Data entries:
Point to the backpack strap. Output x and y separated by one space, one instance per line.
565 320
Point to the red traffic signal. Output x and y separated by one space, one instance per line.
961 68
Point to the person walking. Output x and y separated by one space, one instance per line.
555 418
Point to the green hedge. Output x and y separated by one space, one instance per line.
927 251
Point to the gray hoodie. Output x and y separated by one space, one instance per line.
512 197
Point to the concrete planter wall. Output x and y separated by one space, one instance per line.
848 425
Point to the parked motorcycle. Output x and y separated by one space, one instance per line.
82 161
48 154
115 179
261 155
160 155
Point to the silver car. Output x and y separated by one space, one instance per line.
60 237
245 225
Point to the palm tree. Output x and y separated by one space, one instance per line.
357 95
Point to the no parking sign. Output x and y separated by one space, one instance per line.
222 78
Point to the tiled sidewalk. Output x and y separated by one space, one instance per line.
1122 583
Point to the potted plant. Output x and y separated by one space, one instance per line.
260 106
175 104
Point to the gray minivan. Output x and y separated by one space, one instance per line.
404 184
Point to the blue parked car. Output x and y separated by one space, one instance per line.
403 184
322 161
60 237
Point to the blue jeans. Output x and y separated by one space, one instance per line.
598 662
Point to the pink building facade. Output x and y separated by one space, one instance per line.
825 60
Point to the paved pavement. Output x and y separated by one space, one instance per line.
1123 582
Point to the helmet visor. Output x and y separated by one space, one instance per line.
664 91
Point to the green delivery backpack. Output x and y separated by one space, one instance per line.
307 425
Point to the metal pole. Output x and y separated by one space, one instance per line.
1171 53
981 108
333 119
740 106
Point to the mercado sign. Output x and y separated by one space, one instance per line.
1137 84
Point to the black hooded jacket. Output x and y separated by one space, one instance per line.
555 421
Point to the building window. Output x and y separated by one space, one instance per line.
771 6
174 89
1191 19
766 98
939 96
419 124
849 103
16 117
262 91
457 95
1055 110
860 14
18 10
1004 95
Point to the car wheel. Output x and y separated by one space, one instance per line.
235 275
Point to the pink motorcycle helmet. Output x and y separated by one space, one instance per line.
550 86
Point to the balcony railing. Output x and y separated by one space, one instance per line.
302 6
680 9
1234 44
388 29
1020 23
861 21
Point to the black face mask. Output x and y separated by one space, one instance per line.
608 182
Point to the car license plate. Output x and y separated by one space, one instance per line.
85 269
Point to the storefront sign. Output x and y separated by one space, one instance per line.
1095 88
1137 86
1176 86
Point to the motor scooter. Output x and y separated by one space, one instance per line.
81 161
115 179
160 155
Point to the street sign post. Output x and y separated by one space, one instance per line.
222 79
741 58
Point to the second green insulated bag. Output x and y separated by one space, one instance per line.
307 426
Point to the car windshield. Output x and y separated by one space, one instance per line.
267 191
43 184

Task details
Give the entries again in full, exactly as they are written.

Result of this task
Point to the backpack strap. Output x and y separated by one space, one instance per line.
565 320
Point to the red traffic signal. Output x and y separated by one space, one instance per line.
961 68
Point to the person walking. Output x and y separated by one space, one instance per line.
555 418
Point to the green hedge. Output x and y separated by one space, one instance per line.
927 251
Point to the gray hoodie. Output x and y separated by one space, one instance per line.
512 197
Point to the concrete planter wall. Output x and y separated by one space, one instance per line.
848 425
Point to the parked motorcycle. Output x and y separated by one space, one instance per line.
82 161
48 154
115 179
261 155
160 155
Point to the silver car. Output x and y separated by one space, one instance per line.
60 237
245 225
Point to the palm tree. Output x and y separated by one space, one instance per line.
357 95
Point to the no parking sign. Output x and y separated by one space, one instance per line.
222 78
Point to the tiled sidewalk. Output x and y separated by one space, one instance per line.
1122 583
Point to the potted plant. Output x and y separated by one space, one instance per line.
260 106
175 104
Point to the gray minivan. Output x and y separated by one space, one instance per line.
404 184
Point to the blue parked car. Output x and y separated by one space, one instance per line.
403 184
322 161
60 237
Point to the blue jeans. Output x and y separated by one space, one instance per line.
598 662
Point to the pink building facade. Output x and y separated by one space, one instance per line.
825 60
Point to the paved pavement. Output x and y separated by one space, one instance per line.
1123 582
Point to the helmet visor. Output x and y separated by one space, one instance per line.
664 91
Point to the green delivery backpack. Output x and y separated by one space, one instance per line.
307 425
Point to the metal pole. Output x and y separated by one space, one instance per line.
1171 53
981 108
333 119
740 106
Point to the mercado sign. Output x and y separated by one space, one instance per line.
1137 84
Point to the black hooded jacket. Output x and y separated by one space, one instance per line.
555 421
Point to the building window. Output x and y separated by one space, one instance per line.
771 6
174 89
1191 19
766 98
939 96
419 124
849 103
16 117
262 91
457 95
1055 110
860 14
18 10
1004 95
Point to the car wheel. Output x and y separated by one space, one instance per line.
235 275
Point to the pink motorcycle helmet. Output x and y separated by one space, one instance per line.
550 86
Point to the balcony railing. Output x and y separated by one space, one instance per line.
302 6
680 9
1234 44
388 29
1020 23
861 21
Point to the black face mask. Output x and y separated by one space, one instance per line.
608 182
Point to the car license plate. Output x and y separated by one space, one instance per line.
85 269
Point to the storefront sign. Output x and y separated by one space, one instance per line.
1095 88
1137 86
1176 86
Point to the motor scooter. Output x and y separated by one space, one instance per line.
81 161
115 179
160 155
Point to the street sign post. Output x and y separated by one space, one instance per line.
222 79
741 58
Point to the second green insulated bag. Output x and y separated by one space, one instance per line.
307 426
Point to the car windshield. Output x and y separated by one space, one instance per line.
267 191
43 184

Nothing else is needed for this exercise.